Only the lines from the one containing "man's head, one" through the end of the entries should be repeated, exactly as they appear, first and last included.

═════ PROVIDED DATA ═════

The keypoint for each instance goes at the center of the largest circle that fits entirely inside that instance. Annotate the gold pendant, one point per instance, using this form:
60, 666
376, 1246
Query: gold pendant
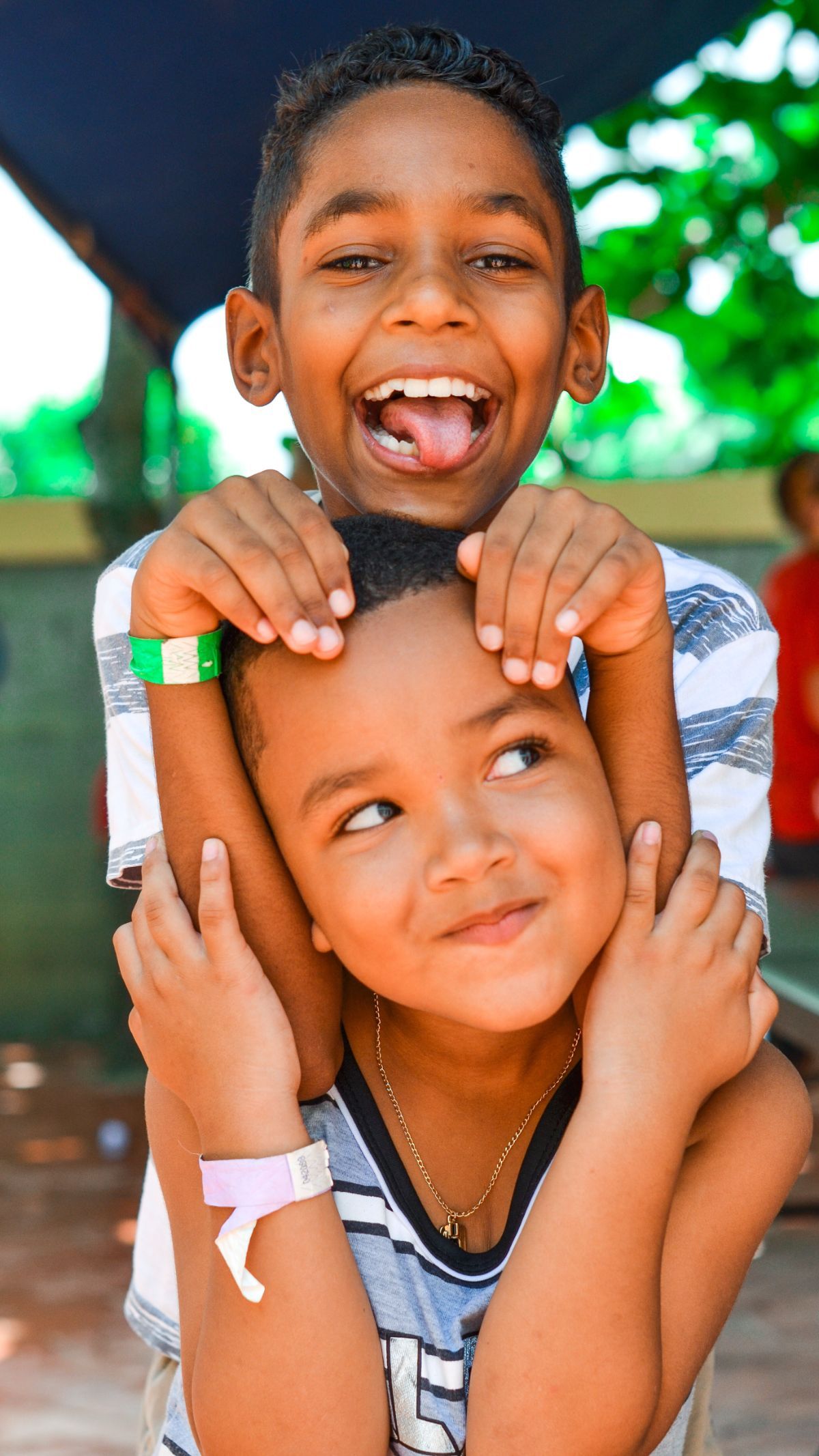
452, 1231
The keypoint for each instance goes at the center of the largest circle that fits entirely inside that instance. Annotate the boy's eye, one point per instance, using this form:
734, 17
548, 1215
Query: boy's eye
354, 263
371, 816
517, 759
500, 263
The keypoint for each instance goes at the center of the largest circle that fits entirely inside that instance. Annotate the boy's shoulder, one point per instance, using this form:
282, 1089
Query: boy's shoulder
707, 605
766, 1109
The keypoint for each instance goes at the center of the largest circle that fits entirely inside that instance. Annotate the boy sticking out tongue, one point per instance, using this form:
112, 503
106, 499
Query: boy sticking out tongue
418, 296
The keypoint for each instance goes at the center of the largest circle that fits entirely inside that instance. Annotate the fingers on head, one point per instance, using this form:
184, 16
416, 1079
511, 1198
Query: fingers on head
128, 958
749, 938
694, 891
470, 554
642, 875
762, 1006
160, 921
729, 912
217, 912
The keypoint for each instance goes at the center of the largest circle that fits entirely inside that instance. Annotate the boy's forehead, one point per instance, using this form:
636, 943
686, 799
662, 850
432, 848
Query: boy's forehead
397, 141
414, 659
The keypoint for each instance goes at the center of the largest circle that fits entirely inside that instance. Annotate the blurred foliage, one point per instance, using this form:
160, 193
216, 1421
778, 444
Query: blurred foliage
47, 455
723, 173
745, 200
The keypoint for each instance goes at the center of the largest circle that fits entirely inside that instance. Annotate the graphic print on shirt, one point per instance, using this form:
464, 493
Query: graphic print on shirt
412, 1430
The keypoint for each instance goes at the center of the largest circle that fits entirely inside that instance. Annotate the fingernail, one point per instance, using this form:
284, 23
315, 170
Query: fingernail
328, 640
568, 620
545, 674
303, 632
341, 605
491, 638
515, 670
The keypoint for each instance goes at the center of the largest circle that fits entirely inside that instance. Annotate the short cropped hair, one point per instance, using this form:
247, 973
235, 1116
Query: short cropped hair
389, 558
393, 56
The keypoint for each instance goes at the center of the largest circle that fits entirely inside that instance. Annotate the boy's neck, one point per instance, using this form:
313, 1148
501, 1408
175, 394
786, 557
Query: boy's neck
338, 506
459, 1065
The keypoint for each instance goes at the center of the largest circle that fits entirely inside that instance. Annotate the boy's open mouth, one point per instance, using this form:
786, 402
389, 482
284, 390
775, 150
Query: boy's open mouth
428, 424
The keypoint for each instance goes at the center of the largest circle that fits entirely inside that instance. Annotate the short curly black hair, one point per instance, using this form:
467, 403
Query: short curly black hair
394, 56
389, 558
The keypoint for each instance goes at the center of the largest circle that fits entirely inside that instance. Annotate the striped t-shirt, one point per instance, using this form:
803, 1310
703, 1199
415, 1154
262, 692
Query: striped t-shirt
428, 1295
725, 653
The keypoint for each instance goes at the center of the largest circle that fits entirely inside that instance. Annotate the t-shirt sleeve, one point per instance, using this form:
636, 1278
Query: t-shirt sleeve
726, 687
131, 786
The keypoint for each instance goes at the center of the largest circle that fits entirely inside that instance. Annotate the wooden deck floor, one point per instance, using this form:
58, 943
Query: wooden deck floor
72, 1372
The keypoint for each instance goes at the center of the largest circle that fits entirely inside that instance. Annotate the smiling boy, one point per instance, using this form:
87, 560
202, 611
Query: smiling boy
457, 848
414, 235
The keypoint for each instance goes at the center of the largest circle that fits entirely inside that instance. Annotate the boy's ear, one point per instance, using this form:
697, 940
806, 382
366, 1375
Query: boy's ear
587, 344
252, 347
319, 938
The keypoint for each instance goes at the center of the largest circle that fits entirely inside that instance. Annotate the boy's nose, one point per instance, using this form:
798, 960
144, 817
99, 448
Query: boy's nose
466, 851
429, 299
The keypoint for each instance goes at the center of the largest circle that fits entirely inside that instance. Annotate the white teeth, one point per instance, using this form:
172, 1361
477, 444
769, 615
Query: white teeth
396, 446
438, 388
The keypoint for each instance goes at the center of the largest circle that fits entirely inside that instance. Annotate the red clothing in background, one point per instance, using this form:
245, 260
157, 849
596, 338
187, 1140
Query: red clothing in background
792, 597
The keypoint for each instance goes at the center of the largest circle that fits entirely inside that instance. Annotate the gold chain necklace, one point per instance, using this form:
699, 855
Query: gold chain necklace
451, 1229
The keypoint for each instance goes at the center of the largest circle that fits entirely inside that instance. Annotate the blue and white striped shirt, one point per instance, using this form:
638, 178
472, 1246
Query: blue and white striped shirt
725, 683
428, 1295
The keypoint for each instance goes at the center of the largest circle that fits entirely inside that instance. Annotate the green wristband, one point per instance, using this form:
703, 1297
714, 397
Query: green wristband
176, 660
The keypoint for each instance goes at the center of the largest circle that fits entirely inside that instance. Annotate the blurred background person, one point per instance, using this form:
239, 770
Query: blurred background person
792, 596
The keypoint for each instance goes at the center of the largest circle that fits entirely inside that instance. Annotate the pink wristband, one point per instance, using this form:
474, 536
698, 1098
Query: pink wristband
255, 1187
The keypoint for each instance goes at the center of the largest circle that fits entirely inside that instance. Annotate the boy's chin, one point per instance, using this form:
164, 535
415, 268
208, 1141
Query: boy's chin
506, 1006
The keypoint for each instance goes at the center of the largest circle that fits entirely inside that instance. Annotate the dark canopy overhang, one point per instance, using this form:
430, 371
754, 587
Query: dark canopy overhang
136, 127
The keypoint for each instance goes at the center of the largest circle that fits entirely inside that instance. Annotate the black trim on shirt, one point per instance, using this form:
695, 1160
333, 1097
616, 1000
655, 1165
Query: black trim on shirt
545, 1143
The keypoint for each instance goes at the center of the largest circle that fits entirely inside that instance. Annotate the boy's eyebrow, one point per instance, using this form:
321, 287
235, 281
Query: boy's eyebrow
352, 200
328, 785
514, 203
515, 704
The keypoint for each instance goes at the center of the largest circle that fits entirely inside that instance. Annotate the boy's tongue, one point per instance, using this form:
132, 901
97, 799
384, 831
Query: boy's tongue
441, 429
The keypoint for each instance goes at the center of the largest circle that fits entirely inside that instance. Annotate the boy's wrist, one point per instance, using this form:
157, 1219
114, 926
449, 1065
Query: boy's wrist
645, 1101
252, 1128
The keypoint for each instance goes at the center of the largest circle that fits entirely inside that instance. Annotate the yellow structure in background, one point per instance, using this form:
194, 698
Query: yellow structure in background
717, 507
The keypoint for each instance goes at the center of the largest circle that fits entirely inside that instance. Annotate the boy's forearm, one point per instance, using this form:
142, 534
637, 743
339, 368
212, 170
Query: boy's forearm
633, 721
569, 1356
204, 791
300, 1372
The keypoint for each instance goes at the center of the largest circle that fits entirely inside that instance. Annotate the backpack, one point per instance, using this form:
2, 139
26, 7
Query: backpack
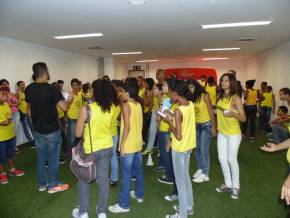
83, 165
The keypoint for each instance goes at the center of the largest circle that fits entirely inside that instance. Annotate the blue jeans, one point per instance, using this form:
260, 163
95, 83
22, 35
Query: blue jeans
163, 138
203, 139
26, 125
181, 161
71, 134
114, 161
48, 149
131, 162
152, 131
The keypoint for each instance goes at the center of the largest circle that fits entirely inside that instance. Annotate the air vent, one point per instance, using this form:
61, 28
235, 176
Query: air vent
95, 48
244, 40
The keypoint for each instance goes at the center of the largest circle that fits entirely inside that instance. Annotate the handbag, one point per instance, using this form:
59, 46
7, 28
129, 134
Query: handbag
83, 165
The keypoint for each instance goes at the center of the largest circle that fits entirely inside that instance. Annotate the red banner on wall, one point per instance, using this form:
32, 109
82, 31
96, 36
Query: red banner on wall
190, 73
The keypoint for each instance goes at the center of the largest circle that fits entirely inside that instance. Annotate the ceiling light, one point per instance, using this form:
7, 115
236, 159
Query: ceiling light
143, 61
79, 36
240, 24
126, 53
213, 59
220, 49
137, 2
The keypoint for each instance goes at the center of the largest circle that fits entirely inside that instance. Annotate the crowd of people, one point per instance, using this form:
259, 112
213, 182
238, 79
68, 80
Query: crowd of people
127, 119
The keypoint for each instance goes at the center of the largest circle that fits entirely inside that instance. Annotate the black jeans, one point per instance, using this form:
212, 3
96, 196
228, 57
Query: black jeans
251, 112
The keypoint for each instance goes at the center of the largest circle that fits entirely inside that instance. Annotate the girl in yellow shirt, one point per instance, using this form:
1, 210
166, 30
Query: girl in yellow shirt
205, 129
97, 138
130, 148
230, 112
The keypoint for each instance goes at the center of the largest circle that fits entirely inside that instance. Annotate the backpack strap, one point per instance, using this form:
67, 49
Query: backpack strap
88, 109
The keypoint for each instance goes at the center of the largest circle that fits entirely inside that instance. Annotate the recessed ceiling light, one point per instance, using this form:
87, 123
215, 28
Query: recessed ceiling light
240, 24
213, 59
79, 36
143, 61
126, 53
220, 49
137, 2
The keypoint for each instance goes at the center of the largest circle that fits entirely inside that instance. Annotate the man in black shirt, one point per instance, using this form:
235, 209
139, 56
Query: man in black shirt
42, 102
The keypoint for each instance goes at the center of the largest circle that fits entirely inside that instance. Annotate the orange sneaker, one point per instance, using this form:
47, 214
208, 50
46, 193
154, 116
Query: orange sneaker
3, 178
58, 188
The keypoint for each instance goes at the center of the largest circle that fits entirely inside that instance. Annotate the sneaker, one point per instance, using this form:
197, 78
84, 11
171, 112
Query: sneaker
176, 215
201, 178
189, 210
61, 160
102, 215
58, 188
3, 178
159, 169
42, 188
197, 173
133, 195
164, 180
117, 209
223, 188
113, 183
76, 214
146, 151
235, 194
16, 172
171, 198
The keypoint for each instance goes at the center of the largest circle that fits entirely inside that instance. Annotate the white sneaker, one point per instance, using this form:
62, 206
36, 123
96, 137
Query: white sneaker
171, 198
197, 173
133, 195
117, 209
201, 178
102, 215
176, 215
75, 214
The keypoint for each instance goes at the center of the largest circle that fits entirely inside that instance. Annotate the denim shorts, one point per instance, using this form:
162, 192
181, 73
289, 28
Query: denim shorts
7, 149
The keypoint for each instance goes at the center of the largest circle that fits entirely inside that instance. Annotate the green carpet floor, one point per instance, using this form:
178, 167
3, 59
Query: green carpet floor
262, 175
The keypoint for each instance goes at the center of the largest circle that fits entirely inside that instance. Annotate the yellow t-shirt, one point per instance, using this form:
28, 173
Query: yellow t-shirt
211, 90
23, 105
188, 129
133, 142
201, 111
267, 102
226, 125
6, 132
100, 129
252, 97
164, 126
114, 124
75, 106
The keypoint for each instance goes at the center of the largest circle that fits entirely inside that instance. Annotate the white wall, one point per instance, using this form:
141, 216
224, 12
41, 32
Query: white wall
17, 58
272, 66
220, 67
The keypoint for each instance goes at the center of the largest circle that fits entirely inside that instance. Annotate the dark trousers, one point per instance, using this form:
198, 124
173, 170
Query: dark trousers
251, 111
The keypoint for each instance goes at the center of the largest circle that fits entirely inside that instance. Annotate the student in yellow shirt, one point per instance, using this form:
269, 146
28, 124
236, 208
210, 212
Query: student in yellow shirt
265, 108
7, 138
97, 138
130, 149
205, 129
22, 107
230, 113
73, 112
183, 131
252, 97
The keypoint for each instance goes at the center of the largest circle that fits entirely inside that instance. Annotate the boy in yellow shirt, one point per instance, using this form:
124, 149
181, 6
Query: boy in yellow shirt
7, 138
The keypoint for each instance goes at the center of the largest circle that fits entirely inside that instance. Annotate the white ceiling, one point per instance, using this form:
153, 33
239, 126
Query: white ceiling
162, 29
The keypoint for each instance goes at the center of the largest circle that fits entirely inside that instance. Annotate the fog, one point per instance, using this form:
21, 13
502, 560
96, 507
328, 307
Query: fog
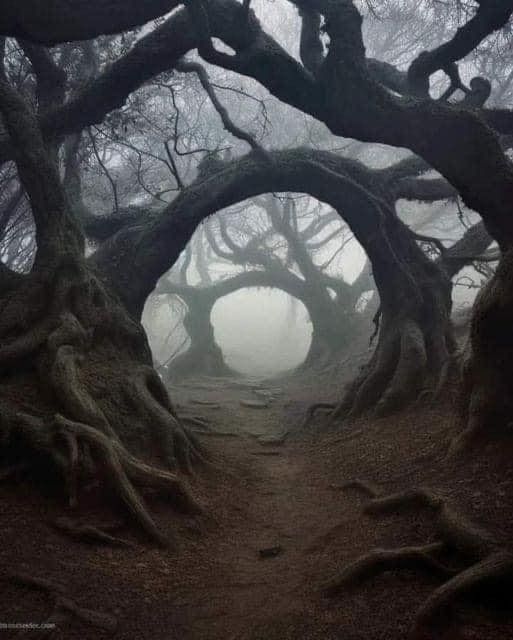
262, 332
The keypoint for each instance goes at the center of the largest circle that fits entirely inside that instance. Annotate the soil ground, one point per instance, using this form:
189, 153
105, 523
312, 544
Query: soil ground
261, 494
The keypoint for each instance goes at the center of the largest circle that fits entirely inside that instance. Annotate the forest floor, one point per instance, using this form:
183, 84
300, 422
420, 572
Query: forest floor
284, 498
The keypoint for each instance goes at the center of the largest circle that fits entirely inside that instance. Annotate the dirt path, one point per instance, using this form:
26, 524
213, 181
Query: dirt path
263, 494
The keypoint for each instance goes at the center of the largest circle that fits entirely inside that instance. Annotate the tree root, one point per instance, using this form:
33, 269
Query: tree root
63, 606
486, 560
121, 470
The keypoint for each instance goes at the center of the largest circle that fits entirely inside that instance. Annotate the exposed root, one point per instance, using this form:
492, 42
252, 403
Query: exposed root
89, 533
379, 560
196, 421
63, 606
411, 361
314, 408
486, 560
79, 391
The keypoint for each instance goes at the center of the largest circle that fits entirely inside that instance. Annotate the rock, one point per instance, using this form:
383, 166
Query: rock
270, 552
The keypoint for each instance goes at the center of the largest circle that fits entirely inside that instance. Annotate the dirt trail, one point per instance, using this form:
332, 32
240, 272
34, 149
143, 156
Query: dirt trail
264, 494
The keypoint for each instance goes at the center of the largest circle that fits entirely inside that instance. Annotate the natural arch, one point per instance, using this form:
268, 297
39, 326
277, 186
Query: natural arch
256, 337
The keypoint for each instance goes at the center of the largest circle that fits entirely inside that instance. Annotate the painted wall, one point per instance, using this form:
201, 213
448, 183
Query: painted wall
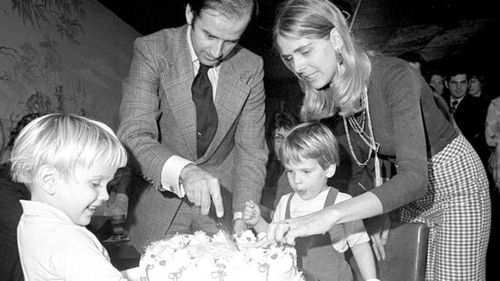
61, 56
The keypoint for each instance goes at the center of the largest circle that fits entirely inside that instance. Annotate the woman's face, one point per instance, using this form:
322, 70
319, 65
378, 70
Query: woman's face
475, 87
312, 60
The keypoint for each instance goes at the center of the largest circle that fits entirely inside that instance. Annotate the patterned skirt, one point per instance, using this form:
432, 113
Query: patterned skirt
457, 209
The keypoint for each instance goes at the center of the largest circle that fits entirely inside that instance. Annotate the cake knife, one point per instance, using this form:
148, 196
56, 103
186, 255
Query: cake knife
229, 238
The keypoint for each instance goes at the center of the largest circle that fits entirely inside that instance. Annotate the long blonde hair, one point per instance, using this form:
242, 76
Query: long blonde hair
315, 19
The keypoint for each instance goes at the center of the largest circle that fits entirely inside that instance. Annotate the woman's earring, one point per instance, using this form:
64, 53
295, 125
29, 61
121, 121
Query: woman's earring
339, 57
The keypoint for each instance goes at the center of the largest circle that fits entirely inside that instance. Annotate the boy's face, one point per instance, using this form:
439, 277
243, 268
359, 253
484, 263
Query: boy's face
79, 196
308, 178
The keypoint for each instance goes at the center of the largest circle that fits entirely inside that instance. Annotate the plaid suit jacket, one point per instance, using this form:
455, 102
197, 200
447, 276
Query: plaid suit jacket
158, 118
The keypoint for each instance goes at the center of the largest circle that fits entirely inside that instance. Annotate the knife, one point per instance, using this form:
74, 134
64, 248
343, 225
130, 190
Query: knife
229, 238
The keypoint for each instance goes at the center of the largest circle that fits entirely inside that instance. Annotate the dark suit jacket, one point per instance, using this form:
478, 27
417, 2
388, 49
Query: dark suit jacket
158, 120
470, 117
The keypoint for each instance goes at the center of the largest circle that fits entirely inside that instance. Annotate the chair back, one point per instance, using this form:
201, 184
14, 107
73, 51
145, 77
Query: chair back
406, 254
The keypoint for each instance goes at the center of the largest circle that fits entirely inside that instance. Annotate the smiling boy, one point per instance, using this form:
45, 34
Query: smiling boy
66, 162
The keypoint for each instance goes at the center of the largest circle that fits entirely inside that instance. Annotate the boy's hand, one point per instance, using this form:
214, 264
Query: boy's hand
251, 213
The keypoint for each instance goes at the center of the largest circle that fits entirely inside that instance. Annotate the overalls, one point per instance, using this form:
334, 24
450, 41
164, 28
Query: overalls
316, 254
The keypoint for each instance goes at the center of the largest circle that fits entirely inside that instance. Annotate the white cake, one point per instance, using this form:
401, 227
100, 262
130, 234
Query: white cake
199, 257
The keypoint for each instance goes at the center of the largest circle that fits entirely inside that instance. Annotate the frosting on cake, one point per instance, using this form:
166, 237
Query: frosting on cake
195, 257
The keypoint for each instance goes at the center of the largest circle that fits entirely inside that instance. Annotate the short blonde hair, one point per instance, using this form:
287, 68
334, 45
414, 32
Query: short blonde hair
66, 142
311, 140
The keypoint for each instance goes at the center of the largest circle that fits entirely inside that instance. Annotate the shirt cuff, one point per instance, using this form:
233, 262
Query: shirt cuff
237, 216
170, 174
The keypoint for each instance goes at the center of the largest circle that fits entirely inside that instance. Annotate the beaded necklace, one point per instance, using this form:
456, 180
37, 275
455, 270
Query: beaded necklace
367, 137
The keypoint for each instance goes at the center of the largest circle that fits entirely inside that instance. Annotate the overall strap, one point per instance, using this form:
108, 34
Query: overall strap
287, 210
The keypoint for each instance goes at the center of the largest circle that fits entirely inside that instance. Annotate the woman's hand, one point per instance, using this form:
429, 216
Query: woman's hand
287, 231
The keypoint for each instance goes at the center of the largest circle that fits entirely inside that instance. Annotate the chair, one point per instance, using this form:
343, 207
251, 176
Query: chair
406, 253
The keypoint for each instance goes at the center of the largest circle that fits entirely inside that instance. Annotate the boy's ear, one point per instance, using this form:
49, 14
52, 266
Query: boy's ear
330, 171
48, 177
189, 14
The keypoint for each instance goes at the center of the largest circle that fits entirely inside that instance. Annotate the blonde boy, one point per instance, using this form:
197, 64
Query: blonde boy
310, 156
66, 162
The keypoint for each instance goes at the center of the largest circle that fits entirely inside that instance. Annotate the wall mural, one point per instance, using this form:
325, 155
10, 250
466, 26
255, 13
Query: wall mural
60, 56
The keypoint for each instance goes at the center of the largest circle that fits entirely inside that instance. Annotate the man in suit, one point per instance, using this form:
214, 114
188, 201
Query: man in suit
158, 123
468, 112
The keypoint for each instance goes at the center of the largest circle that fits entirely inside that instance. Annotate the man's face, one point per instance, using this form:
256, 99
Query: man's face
458, 85
214, 35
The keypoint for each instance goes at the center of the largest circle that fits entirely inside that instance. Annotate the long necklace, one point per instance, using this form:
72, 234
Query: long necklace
367, 137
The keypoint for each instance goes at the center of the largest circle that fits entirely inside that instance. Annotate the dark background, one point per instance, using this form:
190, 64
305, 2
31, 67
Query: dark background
444, 32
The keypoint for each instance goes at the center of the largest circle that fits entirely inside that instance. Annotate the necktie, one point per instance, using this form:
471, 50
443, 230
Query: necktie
453, 107
206, 114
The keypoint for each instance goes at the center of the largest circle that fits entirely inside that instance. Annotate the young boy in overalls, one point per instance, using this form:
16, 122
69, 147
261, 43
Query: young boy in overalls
310, 156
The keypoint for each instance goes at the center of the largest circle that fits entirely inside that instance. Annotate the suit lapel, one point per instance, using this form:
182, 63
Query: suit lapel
176, 82
231, 95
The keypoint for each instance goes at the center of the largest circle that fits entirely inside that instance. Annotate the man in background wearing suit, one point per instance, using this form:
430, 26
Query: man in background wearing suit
159, 124
468, 112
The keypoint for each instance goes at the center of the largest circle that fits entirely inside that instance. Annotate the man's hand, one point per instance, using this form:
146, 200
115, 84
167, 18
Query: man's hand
201, 188
378, 229
239, 226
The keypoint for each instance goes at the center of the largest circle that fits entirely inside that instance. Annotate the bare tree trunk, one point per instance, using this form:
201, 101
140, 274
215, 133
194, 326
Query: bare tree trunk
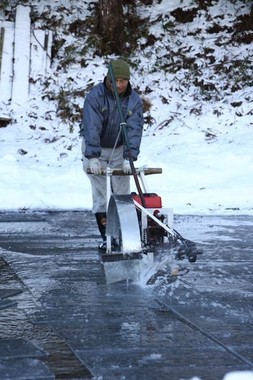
110, 25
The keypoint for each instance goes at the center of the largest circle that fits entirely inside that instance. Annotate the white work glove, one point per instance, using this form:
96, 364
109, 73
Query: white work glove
95, 166
126, 167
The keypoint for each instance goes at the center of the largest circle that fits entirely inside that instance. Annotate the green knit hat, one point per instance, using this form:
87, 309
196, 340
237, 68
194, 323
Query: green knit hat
120, 69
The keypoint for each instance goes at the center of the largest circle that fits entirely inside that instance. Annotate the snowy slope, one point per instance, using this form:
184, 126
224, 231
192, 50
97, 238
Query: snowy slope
196, 72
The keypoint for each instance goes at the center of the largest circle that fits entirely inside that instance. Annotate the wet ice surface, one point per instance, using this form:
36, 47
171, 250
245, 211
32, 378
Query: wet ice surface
121, 331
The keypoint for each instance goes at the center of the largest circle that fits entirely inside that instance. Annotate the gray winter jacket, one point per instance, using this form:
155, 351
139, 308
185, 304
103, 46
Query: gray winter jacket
101, 121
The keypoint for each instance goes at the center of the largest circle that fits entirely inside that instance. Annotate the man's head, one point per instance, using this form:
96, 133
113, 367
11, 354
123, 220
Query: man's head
120, 69
121, 73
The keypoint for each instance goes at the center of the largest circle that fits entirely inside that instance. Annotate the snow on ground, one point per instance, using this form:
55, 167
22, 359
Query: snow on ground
203, 145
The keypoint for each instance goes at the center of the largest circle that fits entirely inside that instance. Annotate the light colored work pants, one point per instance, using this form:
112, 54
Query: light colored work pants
119, 184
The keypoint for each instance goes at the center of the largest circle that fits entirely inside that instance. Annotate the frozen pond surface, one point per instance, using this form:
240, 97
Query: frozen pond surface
59, 319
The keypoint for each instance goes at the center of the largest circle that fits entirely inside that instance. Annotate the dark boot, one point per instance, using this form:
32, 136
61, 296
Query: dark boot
101, 222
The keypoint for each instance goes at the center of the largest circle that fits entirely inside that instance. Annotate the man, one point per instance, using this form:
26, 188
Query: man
103, 142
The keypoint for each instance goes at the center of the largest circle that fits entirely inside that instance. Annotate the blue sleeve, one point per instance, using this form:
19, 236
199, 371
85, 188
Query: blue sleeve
92, 125
134, 126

═════

__RESPONSE FOR THIS EXERCISE__
The keypoint for each instance goes at the center of the largest circle that fits entirely inside that instance. Annotate the man's head, one point per instance, using this form:
96, 133
113, 367
11, 354
123, 220
Query: man's head
120, 69
121, 73
The keypoint for each instance goes at the center of the largest circle that fits entirely inside that instance. Annotate the snow on ground, one point per instance, using this form:
55, 167
22, 359
Query: snow on ground
203, 145
The keypoint for each instance goes at the center of the largest circle that fits entirely inside that instance. Annotate the light colored work pants, one point per instance, using this form:
112, 54
Query: light colored work pants
119, 184
The keypoint for each instance goes at the center of the largest circle that fits entirely inside that instance. Annotate the frozen pond surface, one point per instance, using this form:
240, 97
Query: frozen pond surface
59, 319
The keypoint for each instance goes at the center of the largest circle that fits entirely inside that instance. Annotate the dark boot, one point per instance, using this form:
32, 136
61, 296
Query: dark boot
101, 222
The keypoint for each instance goes at the center of the largest circle that fits entirely inside that instance. Annotate the man, one point per instance, using this form:
26, 188
Query: man
103, 142
The keypoint for each instance goes at the center of the largest circle that fits entirely inside that instance. Annotate the blue sleeve, one point per instance, using this form:
19, 236
199, 371
85, 188
Query: blue sleeve
92, 125
134, 126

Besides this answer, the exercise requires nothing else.